PROBLEM TO SOLVE ▸
Reproduce every entry exactly as shown.

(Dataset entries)
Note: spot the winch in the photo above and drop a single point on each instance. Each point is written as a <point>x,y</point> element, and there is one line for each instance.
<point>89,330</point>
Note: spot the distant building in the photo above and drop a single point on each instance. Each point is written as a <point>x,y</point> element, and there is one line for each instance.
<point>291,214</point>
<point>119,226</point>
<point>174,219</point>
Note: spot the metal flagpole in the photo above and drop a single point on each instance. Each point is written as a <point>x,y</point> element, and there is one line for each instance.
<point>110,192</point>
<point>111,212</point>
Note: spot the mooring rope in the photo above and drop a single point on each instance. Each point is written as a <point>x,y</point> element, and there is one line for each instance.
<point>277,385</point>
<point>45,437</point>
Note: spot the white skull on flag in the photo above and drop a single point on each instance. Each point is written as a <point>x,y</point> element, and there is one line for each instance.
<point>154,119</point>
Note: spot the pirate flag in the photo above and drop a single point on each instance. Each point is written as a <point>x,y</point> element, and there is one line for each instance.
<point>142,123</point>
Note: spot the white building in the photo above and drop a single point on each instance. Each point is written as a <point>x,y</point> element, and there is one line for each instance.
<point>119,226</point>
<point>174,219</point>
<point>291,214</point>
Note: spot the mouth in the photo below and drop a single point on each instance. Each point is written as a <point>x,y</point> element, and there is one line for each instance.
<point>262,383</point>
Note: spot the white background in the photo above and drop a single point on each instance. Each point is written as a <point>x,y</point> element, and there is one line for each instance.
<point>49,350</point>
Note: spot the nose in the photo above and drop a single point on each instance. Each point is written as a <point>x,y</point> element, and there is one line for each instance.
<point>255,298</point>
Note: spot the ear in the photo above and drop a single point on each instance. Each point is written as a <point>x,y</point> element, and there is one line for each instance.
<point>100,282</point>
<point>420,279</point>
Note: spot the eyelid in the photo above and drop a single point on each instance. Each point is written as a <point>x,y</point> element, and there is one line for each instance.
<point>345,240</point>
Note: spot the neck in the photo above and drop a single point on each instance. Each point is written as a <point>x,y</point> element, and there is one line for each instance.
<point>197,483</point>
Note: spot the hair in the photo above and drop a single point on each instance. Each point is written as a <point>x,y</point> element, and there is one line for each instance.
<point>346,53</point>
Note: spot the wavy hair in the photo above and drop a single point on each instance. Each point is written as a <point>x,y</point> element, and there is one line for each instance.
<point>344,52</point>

OUTPUT BELOW ▸
Note: spot the winch in the photo above and drop a single point on each instance. Each point is written as a <point>x,y</point> element, and there is one line for each instance.
<point>89,330</point>
Note: spot the distant building in the photo above and drop a single point on each instance. Each point is written as a <point>x,y</point> element, and there is one line for each instance.
<point>291,214</point>
<point>119,226</point>
<point>174,219</point>
Note: spot the metal flagpole in the photo above and drop a single point on each instance. Each point is written as a <point>x,y</point> element, and there is one line for each instance.
<point>110,192</point>
<point>111,212</point>
Note: spot the mooring rope in the photo above and drop a single point on each instance. Each point is written as a <point>x,y</point> element, and there is one line for each instance.
<point>277,385</point>
<point>45,437</point>
Note: spot the white skull on flag in the photo above and drop a single point on each instance. Each point is written as a <point>x,y</point> element, and there is one line for each instance.
<point>154,119</point>
Note: spot the pirate flag in the photo above and drop a single point on each instance. Each point is written as a <point>x,y</point> element, and there is one line for each instance.
<point>142,123</point>
Note: spot the white building in the photo above and drop a single point on each instance. Each point is written as a <point>x,y</point> element, and there is one line for each instance.
<point>119,226</point>
<point>174,219</point>
<point>291,214</point>
Note: spot the mouth in the photo below and drop a single point on each instance. Each point is written as a <point>x,y</point> element, and there is one line for each instance.
<point>262,383</point>
Note: spot the white background in the photo above and drop a single point on each instance. Each point is written as a <point>x,y</point> element, and there is one line for each instance.
<point>49,350</point>
Note: spot the nose in the photo above and drop a single point on each instance. Each point is written as a <point>x,y</point> element, and there is one line for each instance.
<point>255,298</point>
Note: spot the ear in the photo above and drop a single point on each instance. Each point is written as a <point>x,y</point> element, and there is one line for each instance.
<point>100,282</point>
<point>420,279</point>
Note: spot the eyelid in the photo above and drop a single point on each instance. Each point is written as a <point>x,y</point> element, and there is one line for each instance.
<point>345,240</point>
Note: spot the neck in the photo above and drop a single point on each instance. Each point is written as a <point>x,y</point> element, and there is one line for each instance.
<point>197,483</point>
Note: spot the hair in the photo above and drop a single point on each instance. Each point is written as a <point>x,y</point> element, and there is one line for each instance.
<point>346,53</point>
Note: spot the wavy hair in the photo above and drop a single point on each instance. Each point is written as a <point>x,y</point> element, and there is one line for each instance.
<point>344,52</point>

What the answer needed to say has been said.